* Requirement *
Starting at the first line and ending at the last, output the data exactly.
** Opening The data block **
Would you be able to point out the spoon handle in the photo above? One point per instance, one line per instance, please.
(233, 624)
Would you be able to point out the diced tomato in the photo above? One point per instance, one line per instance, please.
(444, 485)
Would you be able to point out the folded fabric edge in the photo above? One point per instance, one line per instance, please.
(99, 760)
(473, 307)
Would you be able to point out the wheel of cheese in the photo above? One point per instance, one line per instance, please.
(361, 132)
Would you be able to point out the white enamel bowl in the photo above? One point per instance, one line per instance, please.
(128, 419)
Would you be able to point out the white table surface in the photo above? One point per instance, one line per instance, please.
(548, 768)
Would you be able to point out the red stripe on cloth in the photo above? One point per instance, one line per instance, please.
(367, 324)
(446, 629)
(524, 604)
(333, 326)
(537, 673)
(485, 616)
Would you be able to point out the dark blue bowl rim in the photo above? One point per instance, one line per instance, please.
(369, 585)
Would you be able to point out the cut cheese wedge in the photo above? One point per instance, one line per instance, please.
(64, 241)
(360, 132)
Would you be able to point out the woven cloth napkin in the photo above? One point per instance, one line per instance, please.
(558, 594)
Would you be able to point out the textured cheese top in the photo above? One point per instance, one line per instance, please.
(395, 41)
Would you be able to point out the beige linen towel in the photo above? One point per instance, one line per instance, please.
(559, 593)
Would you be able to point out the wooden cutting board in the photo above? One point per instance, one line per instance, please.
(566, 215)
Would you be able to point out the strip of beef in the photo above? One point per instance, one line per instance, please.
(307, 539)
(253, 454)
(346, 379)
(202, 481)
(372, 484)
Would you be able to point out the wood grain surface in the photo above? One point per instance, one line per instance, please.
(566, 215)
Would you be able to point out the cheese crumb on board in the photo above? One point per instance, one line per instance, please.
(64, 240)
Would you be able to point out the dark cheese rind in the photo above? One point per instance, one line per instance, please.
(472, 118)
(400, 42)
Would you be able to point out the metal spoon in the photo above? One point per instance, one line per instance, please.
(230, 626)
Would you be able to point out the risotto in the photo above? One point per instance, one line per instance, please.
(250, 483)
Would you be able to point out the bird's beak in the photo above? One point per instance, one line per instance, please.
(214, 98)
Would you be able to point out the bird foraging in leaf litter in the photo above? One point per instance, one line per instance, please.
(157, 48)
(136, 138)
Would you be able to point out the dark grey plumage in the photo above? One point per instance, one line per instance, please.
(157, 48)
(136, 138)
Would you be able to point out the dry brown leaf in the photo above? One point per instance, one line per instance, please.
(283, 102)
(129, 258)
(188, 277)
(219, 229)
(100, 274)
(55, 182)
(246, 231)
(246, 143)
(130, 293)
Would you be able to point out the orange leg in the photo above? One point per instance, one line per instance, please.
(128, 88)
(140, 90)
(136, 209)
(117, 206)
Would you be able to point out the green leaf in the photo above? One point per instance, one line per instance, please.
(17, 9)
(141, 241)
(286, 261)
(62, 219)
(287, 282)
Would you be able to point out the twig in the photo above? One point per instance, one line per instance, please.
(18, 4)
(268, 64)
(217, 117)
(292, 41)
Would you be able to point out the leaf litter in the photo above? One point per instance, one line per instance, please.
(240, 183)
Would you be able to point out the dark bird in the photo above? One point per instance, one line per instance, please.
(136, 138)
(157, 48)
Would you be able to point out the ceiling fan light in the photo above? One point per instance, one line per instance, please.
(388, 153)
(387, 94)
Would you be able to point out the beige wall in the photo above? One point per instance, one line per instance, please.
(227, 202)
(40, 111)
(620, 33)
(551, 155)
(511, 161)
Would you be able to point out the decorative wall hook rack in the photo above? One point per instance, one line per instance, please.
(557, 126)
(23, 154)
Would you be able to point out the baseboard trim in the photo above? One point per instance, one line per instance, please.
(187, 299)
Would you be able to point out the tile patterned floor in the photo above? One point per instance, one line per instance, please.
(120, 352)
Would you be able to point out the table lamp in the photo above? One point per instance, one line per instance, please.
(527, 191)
** Closing The data block **
* Worked solution *
Would you be able to point out the spoon handle in the photo above? One point per instance, one line per instance, please.
(233, 624)
Would you be able to point out the diced tomato in the photo above? One point per instance, one line per instance, please.
(444, 485)
Would you be able to point out the folded fabric edge in the photo above? One point per instance, one line per instance, please.
(99, 760)
(473, 307)
Would you be able to point out the wheel of cheese in the photo above? One point per instance, one line per instance, please.
(361, 132)
Would you be able to point out the white enamel bowl in the photo above? One point per instance, one line per instance, please.
(128, 419)
Would you be able to point out the white table surface in the photo above? One point per instance, one line per instance, please.
(548, 768)
Would you be able to point out the red stripe on cloth in the photo above? One point per instance, one line per instance, please.
(367, 324)
(446, 629)
(524, 604)
(333, 326)
(537, 673)
(485, 616)
Would you be able to point out the dark blue bowl rim in the photo above? One point per instance, one line per instance, please.
(369, 585)
Would you be able to point out the cut cheese wedge in the photo above? One point per instance, one line per instance, please.
(64, 241)
(360, 132)
Would you be able to point out the woven cloth napkin in the photo above? One point per instance, one line per instance, please.
(558, 594)
Would you be able to point out the textured cheese top in the photo above? One point per instance, one line per instance, please.
(395, 41)
Would you be able to point out the beige linen towel in the photo above? One point per instance, one line per instance, please.
(559, 593)
Would you be able to point out the wooden cutting board in the photo above? One point per instance, one line per instance, please.
(566, 215)
Would you be able to point out the strip of beef in the photo above? One point per instance, one line per instance, please.
(307, 539)
(253, 454)
(346, 379)
(202, 481)
(372, 484)
Would you be able to point out the wood grain surface in the photo above? One point per instance, one line per instance, please.
(566, 215)
Would you be able to point out the cheese crumb on board in the photo above? One point per instance, one line per instance, please.
(64, 240)
Would you be able to point out the dark cheese rind in the photo above? One point per instance, one line per instance, please.
(472, 118)
(400, 42)
Would you be able to point out the metal spoon in the photo above? One point per instance, one line per instance, please.
(230, 626)
Would you be able to point out the risotto in the photo above? One point per instance, one line per instance, please.
(250, 483)
Would you be able to point out the bird's beak in the photo above? One point per instance, one line per instance, please.
(214, 98)
Would you be able to point out the bird foraging in leaf litter in the photo above? One point per instance, one line per instance, please.
(157, 48)
(136, 138)
Would you be able to point out the dark grey plumage in the photo above? One point per instance, one line per instance, please.
(157, 48)
(136, 138)
Would you be able to point out the dry brown leaf in the photo above? One point per instance, one line per instance, please.
(283, 102)
(129, 258)
(188, 277)
(219, 229)
(100, 274)
(55, 182)
(246, 231)
(246, 143)
(130, 293)
Would you be able to point out the orange leg in the photo above? One point per instance, one line per instance, please.
(128, 88)
(140, 90)
(136, 209)
(117, 206)
Would you be able to point out the green leaf in the photo above? One point per instance, one line per instance, please.
(17, 9)
(141, 241)
(286, 261)
(62, 219)
(287, 282)
Would you be able to point out the twig in the photo above? One point per instance, one line per instance, please.
(18, 4)
(268, 64)
(217, 117)
(292, 41)
Would you be able to point out the leaf litter in the photo above? One point per instance, one line per instance, please.
(240, 183)
Would you be able to point out the dark bird in the photo above? One point per instance, one line per instance, please.
(136, 138)
(157, 48)
Would you be able to point out the ceiling fan light in the photo above? One point per instance, one line per instance, please.
(388, 153)
(387, 94)
Would you be able to point out the beige wall in the photo above? One point per instance, one line per instance, please.
(227, 202)
(40, 111)
(620, 33)
(551, 155)
(511, 161)
Would you be able to point out the decorative wall hook rack in the photo above? One point per instance, one line per instance, please.
(557, 126)
(23, 154)
Would you be able to point out the baseboard trim in the photo above? One point per instance, one line per instance, please.
(187, 299)
Would you be able to point out the tile patterned floor in the photo above? One point per instance, one line per instance, please.
(120, 352)
Would you be able to point out the table lamp in the photo above? One point per instance, one line per instance, please.
(527, 191)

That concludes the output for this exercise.